#### What you have to do
Print all the entries verbatim.

#### Input rows
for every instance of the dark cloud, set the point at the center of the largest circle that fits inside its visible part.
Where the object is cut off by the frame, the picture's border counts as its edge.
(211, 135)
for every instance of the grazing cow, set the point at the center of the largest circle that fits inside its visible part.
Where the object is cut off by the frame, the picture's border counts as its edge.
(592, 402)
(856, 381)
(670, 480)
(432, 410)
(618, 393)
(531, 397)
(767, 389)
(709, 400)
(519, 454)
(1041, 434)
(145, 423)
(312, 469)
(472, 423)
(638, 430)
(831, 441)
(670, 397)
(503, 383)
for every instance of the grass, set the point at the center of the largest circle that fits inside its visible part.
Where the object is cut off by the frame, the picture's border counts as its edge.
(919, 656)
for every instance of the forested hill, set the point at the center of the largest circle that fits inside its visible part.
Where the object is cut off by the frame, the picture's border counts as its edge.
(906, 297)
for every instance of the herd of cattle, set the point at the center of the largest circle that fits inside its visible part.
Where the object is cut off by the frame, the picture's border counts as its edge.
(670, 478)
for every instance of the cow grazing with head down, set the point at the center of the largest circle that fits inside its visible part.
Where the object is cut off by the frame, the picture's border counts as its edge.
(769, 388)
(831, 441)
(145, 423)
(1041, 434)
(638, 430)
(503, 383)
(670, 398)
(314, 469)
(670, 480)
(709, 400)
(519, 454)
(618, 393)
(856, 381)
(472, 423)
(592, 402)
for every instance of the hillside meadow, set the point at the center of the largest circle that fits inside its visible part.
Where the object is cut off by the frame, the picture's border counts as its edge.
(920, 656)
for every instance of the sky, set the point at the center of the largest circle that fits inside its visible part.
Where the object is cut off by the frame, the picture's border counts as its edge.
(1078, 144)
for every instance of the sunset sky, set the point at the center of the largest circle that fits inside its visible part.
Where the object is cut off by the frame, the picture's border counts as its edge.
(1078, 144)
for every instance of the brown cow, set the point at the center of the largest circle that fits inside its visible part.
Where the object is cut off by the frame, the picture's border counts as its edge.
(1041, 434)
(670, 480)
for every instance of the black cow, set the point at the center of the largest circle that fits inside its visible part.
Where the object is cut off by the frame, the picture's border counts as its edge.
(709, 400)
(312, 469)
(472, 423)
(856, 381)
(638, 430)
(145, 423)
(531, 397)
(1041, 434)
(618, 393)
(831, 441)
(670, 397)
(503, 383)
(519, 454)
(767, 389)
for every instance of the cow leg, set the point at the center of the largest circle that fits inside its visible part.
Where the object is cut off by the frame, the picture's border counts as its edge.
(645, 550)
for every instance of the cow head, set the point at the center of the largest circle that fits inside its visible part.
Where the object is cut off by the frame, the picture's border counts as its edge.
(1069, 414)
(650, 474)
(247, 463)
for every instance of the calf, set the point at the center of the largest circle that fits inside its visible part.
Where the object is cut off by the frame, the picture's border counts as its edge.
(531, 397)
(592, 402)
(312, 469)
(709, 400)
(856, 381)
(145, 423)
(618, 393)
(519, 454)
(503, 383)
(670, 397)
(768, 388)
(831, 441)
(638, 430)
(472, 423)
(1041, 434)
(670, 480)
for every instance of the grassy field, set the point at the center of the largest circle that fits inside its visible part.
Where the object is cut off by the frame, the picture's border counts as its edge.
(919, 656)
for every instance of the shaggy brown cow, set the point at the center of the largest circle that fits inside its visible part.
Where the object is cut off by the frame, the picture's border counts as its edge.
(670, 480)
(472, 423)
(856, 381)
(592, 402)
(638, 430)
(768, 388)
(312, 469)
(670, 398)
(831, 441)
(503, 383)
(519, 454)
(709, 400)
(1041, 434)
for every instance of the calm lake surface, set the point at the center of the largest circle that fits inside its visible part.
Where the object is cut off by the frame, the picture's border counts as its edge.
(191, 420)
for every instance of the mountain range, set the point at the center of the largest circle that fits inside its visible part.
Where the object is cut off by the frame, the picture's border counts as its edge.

#### Problem solution
for every instance of the dark cloud, set the point at the center of the largest circle that fits inside its visible part.
Where the object is cut off by the frame, the picture's border counts as its edge.
(211, 135)
for every instance of the grazing cow, set the point at the center of the largest circle that fits inside its visible part.
Where the object is cut off by the frame, the picture's border counts as its edge.
(592, 402)
(856, 381)
(670, 480)
(432, 410)
(618, 393)
(531, 397)
(767, 389)
(709, 400)
(519, 454)
(1041, 434)
(145, 423)
(312, 469)
(472, 423)
(638, 430)
(831, 441)
(670, 397)
(503, 383)
for every instance of the grass, set the point at the center of the largest circle that fits inside its visible part.
Where the object is cut off by the frame, the picture's border counts as its edge.
(919, 656)
for every instance of the forested hill, set the point at the center of the largest circle that fits inside its visible part.
Where the object is cut off by the frame, the picture's border counts as its edge.
(906, 297)
for every instance of the herd of cattle, set the point at the center of the largest circle that fits inside its visible part.
Where the object is cut off by the frame, the picture's border counts as its edge.
(670, 478)
for every instance of the cow grazing with head down, set the point at the center of the largest circle that fits inside its visible part.
Where the object is cut off by the frame, the picture's border counts as its edge.
(769, 388)
(831, 441)
(145, 423)
(1041, 434)
(638, 430)
(503, 383)
(670, 398)
(314, 469)
(670, 480)
(709, 400)
(519, 454)
(618, 393)
(856, 381)
(472, 423)
(592, 402)
for every instance of the hillside meadow, set the point at the center of the largest circle that fits inside its visible part.
Where the object is cut off by the frame, the picture's border counts as its edge.
(920, 656)
for every instance of the sky, set the point at the center of the largest circle that fits inside its visible part.
Where the object is cut off by the frame, the picture's border counts as its edge.
(1078, 144)
for every instance of the sunset sky, set the point at the center of the largest circle that fits inside its visible part.
Where the object is cut off by the frame, the picture's border counts as its edge.
(1078, 144)
for every instance of the brown cow, set the point at the center of the largest circle that fits inside its visible part.
Where the object is cut off by the frame, the picture's border counts as its edge.
(1041, 434)
(670, 480)
for every instance of the black cow, set the point at the center of the largest circle that fits inside its visible part.
Where the object is cut off by the frame, the picture's border counts as its edge.
(709, 400)
(312, 469)
(472, 423)
(856, 381)
(638, 430)
(145, 423)
(531, 397)
(1041, 434)
(618, 393)
(831, 441)
(670, 397)
(503, 383)
(519, 454)
(767, 389)
for every instance of the cow leg, set the point at the center of the largest circle that fits inside its visible part.
Where the object is cut off by the frame, the picture's border counts as its edge.
(645, 550)
for every instance of the cow head, set the point at the center of the largest circle that fits inside its visible part.
Where the object is cut off by the frame, the picture's border counts as its edge.
(1069, 414)
(650, 474)
(247, 463)
for every instance of the calf, set the point at the center of the largest circle that fits inside its visible part.
Where the object is cut off by the frame, the picture's border counts as its edge.
(531, 397)
(592, 402)
(312, 469)
(709, 400)
(856, 381)
(145, 423)
(618, 393)
(519, 454)
(503, 383)
(670, 397)
(768, 388)
(831, 441)
(638, 430)
(472, 423)
(1041, 434)
(670, 480)
for every instance of the grassy field, set the point at the center of the largest circle that fits inside its visible part.
Where the object is cut off by the frame, the picture's border counts as its edge.
(919, 656)
for every instance of the shaggy brown cow, set the point at the center of the largest circle that fits inside its visible part.
Where the object is cut off by the frame, the picture's border counts as its edge.
(670, 480)
(472, 423)
(856, 381)
(592, 402)
(638, 430)
(768, 388)
(312, 469)
(670, 398)
(831, 441)
(503, 383)
(519, 454)
(709, 400)
(1041, 434)
for every instance of the calm lake surface, set the point at the center of the largest circle that fits inside its visible part.
Where the object is cut off by the frame, the picture's border counts as its edge.
(191, 420)
for every instance of the mountain range, set the point at the center of the largest circle that fits inside its visible part.
Where the object is cut off by the frame, the picture's border counts as its edge.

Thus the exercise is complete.